-- Dataset rows --

- - - - - - -

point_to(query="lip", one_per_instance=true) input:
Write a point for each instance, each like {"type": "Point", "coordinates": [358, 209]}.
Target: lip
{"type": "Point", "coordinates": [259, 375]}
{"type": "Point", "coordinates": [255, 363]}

- - - - - - -

Present the entries above as a two-column CSV with the headers "text" and "answer" and one row per entry. Put each entry's text and its answer in a single quoted field each, replacing line breaks with spaces.

-- Result of this exercise --
text,answer
"point_to(query=""lip"", one_per_instance=true) input: Write a point for each instance, each like {""type"": ""Point"", ""coordinates"": [358, 209]}. Target: lip","{""type"": ""Point"", ""coordinates"": [259, 375]} {""type"": ""Point"", ""coordinates"": [255, 363]}"